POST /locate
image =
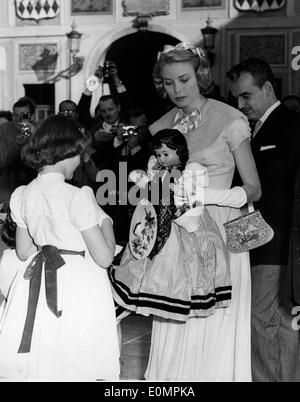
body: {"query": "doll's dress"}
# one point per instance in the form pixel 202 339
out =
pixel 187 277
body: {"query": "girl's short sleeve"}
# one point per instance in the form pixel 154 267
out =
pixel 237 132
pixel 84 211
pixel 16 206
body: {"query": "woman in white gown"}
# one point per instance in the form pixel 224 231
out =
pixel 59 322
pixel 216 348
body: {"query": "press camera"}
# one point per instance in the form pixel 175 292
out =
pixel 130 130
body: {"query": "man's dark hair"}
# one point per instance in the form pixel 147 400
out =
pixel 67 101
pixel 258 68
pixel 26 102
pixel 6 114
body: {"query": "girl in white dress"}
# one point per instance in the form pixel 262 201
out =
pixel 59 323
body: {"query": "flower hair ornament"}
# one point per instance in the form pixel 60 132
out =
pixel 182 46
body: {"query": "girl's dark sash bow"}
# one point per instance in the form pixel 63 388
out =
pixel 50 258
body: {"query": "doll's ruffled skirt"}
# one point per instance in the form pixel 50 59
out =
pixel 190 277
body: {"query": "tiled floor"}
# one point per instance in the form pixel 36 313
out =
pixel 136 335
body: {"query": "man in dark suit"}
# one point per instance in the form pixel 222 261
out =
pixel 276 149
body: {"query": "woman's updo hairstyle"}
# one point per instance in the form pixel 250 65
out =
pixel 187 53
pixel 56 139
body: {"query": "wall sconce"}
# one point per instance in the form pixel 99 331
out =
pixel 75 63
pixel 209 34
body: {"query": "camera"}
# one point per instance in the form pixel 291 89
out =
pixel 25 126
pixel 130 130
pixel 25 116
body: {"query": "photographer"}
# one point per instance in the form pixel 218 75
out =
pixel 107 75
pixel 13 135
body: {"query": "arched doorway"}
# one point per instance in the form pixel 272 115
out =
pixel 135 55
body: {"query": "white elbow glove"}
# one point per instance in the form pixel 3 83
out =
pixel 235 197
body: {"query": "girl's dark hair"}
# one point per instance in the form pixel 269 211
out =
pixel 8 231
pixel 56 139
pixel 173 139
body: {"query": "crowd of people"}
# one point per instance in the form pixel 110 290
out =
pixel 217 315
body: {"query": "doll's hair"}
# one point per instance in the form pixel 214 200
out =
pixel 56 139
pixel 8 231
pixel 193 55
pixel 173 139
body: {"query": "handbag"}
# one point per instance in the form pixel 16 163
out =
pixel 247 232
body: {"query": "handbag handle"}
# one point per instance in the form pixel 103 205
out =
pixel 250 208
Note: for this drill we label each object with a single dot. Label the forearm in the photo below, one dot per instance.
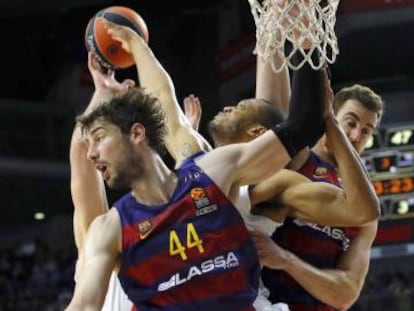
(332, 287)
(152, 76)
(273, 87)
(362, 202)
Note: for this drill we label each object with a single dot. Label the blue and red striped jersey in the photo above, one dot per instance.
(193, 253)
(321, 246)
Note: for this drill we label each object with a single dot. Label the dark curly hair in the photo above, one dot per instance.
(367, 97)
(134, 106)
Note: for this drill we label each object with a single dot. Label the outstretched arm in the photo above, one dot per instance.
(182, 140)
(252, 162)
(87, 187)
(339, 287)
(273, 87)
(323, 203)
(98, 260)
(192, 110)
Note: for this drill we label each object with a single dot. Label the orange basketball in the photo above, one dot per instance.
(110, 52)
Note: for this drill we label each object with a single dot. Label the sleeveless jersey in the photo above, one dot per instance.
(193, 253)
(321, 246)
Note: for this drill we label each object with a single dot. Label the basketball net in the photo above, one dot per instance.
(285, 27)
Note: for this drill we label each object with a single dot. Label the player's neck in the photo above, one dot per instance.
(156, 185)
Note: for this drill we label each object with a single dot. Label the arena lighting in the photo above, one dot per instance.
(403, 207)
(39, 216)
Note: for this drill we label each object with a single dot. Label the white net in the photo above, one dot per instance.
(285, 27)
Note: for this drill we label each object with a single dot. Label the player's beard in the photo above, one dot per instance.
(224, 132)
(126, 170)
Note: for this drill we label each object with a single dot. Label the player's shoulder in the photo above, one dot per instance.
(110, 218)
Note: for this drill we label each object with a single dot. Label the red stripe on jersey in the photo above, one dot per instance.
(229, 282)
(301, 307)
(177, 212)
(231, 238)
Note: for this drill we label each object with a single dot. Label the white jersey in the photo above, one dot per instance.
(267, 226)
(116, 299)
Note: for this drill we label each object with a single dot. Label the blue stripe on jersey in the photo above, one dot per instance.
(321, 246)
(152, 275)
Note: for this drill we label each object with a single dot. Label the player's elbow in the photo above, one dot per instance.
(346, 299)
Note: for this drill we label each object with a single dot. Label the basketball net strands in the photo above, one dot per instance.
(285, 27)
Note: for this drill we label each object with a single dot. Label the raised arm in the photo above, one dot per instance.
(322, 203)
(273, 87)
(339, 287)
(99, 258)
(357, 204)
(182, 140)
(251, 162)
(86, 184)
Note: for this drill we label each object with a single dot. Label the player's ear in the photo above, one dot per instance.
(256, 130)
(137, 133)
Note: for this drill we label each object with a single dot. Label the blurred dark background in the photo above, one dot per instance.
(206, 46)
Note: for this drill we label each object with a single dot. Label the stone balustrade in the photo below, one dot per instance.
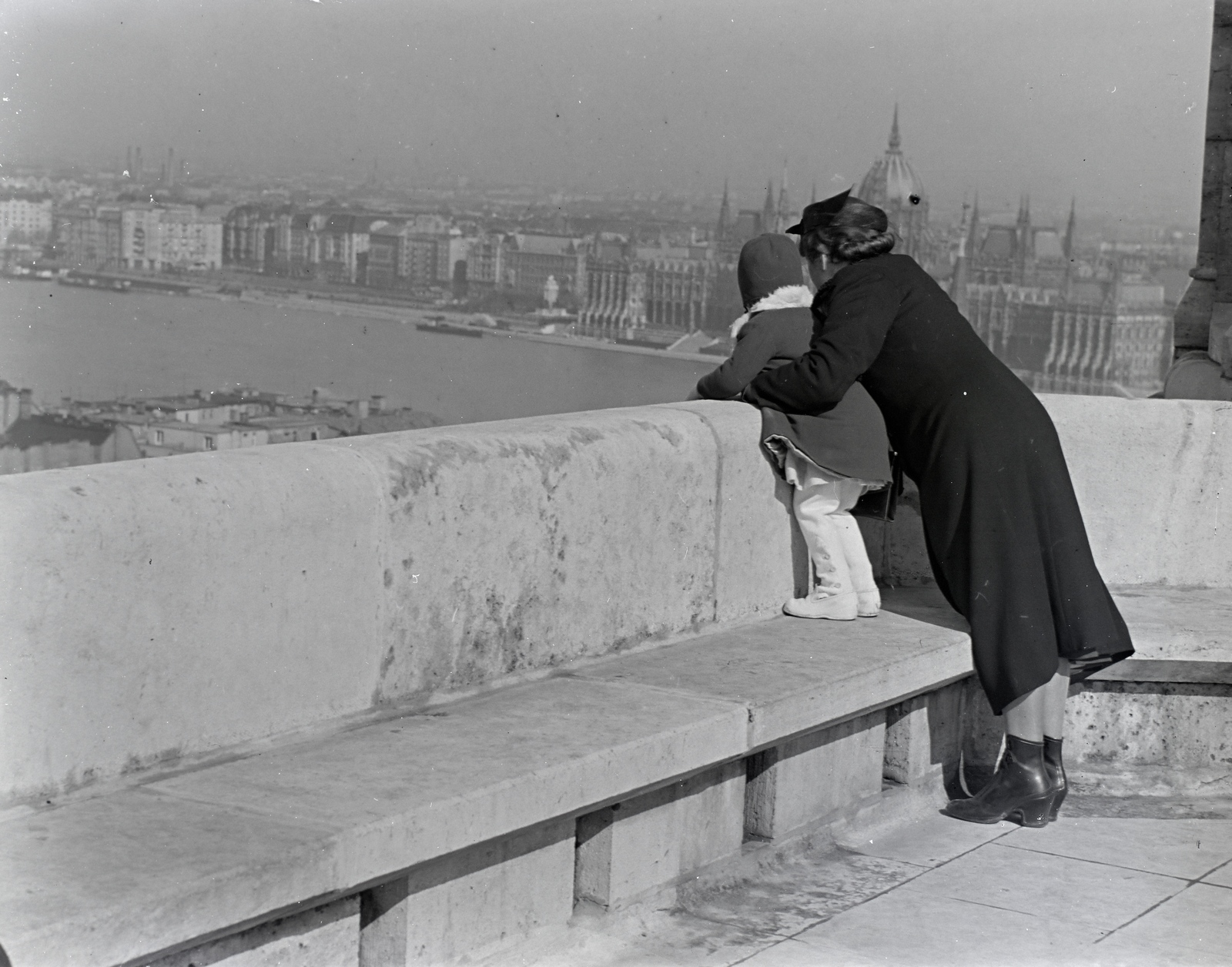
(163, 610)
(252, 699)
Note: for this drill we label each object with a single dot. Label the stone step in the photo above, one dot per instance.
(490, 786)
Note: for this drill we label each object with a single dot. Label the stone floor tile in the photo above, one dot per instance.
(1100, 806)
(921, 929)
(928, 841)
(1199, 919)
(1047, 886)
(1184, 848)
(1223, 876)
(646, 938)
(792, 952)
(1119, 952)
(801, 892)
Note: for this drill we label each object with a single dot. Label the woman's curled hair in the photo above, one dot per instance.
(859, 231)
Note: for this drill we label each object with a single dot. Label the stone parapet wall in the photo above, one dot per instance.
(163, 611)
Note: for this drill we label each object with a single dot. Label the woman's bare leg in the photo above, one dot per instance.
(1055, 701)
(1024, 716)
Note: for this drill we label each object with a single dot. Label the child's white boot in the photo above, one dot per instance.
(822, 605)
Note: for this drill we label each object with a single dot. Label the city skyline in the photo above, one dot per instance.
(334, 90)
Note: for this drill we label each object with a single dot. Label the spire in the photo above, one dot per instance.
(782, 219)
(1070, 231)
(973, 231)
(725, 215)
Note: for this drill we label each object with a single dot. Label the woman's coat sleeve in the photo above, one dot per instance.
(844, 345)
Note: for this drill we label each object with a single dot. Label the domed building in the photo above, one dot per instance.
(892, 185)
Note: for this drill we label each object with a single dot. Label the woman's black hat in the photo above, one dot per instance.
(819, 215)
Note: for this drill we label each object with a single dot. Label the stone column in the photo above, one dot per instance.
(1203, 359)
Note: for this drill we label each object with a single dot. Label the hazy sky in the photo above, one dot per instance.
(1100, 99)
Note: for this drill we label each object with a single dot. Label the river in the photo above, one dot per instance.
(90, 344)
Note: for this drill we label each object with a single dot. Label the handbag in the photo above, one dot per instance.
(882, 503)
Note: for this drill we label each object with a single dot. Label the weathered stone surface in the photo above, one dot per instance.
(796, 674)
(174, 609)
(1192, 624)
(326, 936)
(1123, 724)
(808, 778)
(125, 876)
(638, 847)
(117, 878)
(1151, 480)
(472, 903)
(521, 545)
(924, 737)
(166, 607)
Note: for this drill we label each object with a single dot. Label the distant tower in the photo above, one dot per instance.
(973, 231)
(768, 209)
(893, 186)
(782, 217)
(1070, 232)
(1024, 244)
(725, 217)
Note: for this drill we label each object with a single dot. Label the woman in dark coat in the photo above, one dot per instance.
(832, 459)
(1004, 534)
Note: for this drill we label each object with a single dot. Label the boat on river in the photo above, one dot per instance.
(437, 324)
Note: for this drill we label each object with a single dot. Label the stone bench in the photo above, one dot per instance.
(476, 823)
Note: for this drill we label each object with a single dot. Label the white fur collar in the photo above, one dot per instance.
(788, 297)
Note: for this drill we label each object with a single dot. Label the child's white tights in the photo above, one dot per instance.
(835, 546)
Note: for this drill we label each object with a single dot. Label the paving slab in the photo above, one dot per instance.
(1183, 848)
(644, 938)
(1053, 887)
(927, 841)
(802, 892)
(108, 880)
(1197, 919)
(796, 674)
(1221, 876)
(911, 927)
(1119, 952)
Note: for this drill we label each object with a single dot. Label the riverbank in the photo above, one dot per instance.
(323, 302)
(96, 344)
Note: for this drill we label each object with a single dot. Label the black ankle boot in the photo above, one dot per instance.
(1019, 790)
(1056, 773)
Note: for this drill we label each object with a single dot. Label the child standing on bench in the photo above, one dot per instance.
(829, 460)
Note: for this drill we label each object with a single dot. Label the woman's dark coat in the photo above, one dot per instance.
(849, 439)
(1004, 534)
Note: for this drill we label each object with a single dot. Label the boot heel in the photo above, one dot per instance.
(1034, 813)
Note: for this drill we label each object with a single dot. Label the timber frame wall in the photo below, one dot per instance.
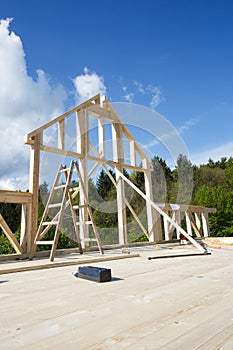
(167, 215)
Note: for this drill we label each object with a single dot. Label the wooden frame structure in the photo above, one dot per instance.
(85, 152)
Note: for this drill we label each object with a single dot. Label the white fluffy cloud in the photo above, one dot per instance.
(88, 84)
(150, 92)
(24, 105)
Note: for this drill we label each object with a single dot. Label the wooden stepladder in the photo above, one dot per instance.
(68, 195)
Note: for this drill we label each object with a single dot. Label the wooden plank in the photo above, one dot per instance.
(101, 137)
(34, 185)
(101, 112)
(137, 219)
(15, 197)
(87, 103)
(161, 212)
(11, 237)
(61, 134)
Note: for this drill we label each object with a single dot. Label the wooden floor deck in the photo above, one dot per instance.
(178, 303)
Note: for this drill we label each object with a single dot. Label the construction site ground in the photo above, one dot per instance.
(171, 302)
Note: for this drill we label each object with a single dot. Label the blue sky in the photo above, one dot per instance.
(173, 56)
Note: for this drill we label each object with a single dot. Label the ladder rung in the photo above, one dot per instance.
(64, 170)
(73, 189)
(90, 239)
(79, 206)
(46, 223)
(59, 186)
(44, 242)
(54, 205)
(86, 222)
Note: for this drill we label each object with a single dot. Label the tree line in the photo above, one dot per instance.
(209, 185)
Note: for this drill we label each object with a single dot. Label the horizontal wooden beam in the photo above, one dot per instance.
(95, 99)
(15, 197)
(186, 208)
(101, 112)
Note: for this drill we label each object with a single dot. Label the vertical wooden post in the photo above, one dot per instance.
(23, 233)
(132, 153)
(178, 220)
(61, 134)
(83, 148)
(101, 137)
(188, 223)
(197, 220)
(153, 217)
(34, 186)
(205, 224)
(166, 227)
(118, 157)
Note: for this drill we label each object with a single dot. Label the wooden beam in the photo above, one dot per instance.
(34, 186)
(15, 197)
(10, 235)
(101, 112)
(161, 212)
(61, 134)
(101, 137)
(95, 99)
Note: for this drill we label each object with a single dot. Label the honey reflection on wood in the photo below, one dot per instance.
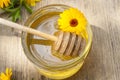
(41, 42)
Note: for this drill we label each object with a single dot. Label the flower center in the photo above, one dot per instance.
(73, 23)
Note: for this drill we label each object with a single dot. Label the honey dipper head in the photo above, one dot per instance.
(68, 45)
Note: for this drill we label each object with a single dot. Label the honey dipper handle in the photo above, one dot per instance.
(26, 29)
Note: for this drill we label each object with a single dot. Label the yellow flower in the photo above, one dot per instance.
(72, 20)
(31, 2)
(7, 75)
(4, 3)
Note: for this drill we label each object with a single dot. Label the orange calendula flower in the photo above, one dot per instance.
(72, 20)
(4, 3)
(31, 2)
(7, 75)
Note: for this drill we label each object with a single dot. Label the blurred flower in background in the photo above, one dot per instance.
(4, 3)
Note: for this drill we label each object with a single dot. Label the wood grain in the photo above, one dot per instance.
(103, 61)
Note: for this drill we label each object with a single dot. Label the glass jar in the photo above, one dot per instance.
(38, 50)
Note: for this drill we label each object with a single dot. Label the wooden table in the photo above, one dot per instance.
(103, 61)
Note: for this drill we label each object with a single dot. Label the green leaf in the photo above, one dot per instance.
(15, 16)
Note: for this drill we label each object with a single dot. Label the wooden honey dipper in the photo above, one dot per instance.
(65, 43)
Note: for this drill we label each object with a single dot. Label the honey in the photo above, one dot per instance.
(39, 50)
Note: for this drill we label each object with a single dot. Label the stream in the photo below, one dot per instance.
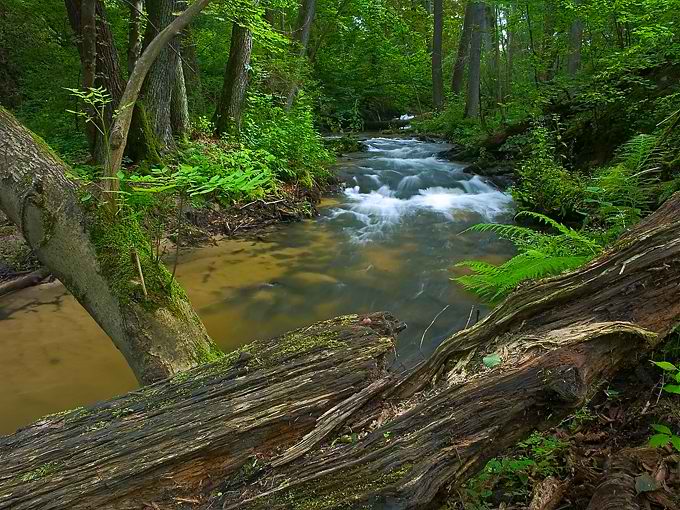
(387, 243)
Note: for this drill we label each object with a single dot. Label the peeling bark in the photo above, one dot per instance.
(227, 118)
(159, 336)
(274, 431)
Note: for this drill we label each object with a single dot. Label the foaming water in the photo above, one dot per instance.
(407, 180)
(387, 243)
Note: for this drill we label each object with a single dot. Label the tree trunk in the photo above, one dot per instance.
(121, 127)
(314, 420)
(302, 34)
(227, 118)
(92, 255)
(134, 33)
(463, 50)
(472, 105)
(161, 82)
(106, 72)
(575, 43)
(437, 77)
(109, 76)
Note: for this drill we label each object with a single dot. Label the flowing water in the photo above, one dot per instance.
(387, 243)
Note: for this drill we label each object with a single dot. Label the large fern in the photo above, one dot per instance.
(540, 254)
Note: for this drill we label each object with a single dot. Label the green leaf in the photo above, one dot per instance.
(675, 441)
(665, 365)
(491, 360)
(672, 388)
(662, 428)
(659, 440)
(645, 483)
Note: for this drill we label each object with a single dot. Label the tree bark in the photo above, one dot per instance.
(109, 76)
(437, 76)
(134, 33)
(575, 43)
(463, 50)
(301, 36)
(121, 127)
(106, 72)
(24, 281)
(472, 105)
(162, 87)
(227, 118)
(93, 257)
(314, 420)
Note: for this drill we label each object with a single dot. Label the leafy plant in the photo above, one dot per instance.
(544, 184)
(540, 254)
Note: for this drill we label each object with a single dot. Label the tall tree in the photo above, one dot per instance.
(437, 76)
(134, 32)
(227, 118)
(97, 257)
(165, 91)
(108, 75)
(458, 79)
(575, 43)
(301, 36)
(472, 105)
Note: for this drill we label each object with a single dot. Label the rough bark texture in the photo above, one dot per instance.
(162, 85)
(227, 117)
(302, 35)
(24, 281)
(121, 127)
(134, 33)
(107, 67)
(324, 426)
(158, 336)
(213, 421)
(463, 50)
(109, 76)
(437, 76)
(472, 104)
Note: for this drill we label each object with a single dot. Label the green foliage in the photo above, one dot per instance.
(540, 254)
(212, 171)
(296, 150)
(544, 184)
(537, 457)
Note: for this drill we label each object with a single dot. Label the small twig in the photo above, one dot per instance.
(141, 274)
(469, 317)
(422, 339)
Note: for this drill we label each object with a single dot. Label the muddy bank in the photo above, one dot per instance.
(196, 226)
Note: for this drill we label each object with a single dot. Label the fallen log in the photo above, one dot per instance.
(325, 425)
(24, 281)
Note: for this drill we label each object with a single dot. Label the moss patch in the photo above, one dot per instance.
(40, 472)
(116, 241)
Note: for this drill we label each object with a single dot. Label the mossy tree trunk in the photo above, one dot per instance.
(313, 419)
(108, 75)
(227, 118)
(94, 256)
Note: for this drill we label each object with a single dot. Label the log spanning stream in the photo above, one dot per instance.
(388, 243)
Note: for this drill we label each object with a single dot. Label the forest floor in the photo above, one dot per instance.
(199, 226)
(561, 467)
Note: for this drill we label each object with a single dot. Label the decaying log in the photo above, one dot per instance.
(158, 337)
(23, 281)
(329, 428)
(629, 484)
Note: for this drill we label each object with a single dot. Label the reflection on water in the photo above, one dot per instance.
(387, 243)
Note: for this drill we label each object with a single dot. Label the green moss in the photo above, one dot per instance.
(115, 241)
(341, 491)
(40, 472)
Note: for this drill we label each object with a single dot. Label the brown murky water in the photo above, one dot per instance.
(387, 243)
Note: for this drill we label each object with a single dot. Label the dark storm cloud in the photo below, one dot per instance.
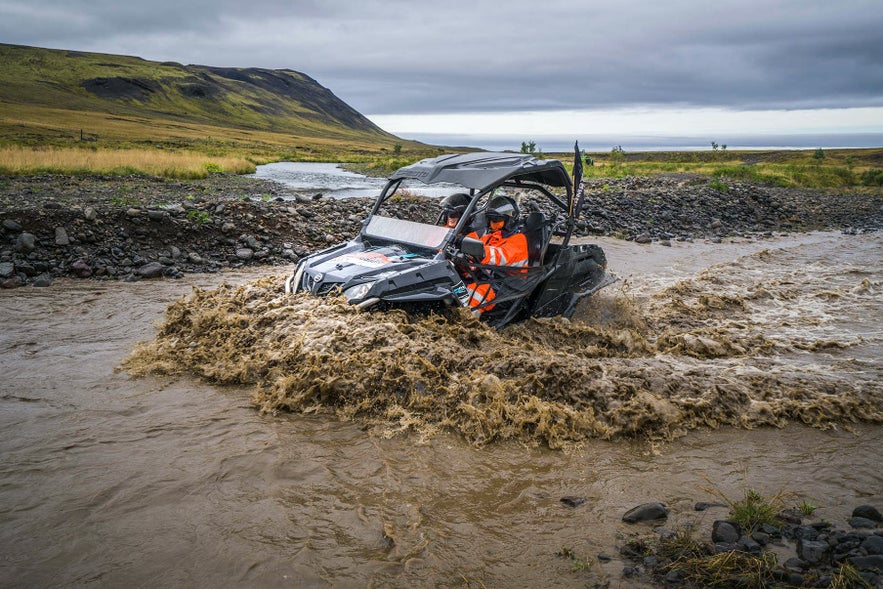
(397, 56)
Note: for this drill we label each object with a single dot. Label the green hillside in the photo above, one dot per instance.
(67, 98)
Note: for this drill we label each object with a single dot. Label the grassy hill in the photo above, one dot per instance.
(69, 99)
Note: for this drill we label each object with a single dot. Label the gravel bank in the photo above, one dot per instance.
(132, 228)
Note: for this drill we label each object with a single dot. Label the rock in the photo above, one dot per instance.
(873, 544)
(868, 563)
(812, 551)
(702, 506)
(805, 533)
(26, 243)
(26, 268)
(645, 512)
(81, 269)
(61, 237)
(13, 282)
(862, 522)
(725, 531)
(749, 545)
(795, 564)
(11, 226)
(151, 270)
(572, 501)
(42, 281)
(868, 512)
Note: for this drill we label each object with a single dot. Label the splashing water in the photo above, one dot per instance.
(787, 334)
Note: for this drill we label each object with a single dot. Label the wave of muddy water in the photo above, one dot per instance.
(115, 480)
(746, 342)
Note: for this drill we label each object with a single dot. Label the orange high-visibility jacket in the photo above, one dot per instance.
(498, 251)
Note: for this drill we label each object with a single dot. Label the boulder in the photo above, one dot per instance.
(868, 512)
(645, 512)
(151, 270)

What is asked —
In the stretch from the start of the records through the line containing "pixel 235 197", swap "doll's" for "toy's" and leave every other part as it is. Omit the pictures from your answer.

Result of this exercise —
POST /locate
image =
body: {"query": "toy's dress"}
# one point per instance in the form pixel 202 339
out =
pixel 187 277
body: {"query": "girl's short sleeve"}
# one point per instance in the form pixel 154 267
out =
pixel 237 132
pixel 84 211
pixel 16 206
body: {"query": "woman in white gown"}
# one point per instance in the form pixel 224 231
out =
pixel 59 322
pixel 216 348
body: {"query": "press camera"}
# one point per instance in the form pixel 175 292
out =
pixel 130 130
body: {"query": "man's dark hair"}
# one point per instance in the form pixel 147 400
out =
pixel 67 101
pixel 258 68
pixel 26 102
pixel 6 114
body: {"query": "girl in white dress"}
# one point per instance in the form pixel 262 201
out =
pixel 59 323
body: {"query": "flower hair ornament"}
# one point per instance in the form pixel 60 132
out =
pixel 182 46
body: {"query": "girl's dark sash bow"}
# one point per instance in the form pixel 63 388
out =
pixel 50 258
body: {"query": "toy's ruffled skirt"}
# one point per instance in the form pixel 50 59
out =
pixel 190 277
body: {"query": "tiled floor"}
# one point per instance in the form pixel 36 313
out =
pixel 136 335
body: {"query": "man in dark suit"}
# one point per instance in the form pixel 222 261
out =
pixel 276 149
body: {"query": "woman's updo hairstyle"}
# one point per instance in the form pixel 250 65
out =
pixel 187 53
pixel 56 139
body: {"query": "wall sconce"}
# one point per instance in the form pixel 99 331
out =
pixel 75 63
pixel 209 34
body: {"query": "camera"}
# one point per instance in the form pixel 291 89
out =
pixel 25 126
pixel 130 130
pixel 25 116
body: {"query": "photographer"}
# one point per instance in the form pixel 218 75
out =
pixel 107 75
pixel 13 135
body: {"query": "arched doorway"}
# one point per instance in the form pixel 272 115
out =
pixel 135 55
body: {"query": "white elbow glove"}
# one point per instance in the form pixel 3 83
out =
pixel 235 197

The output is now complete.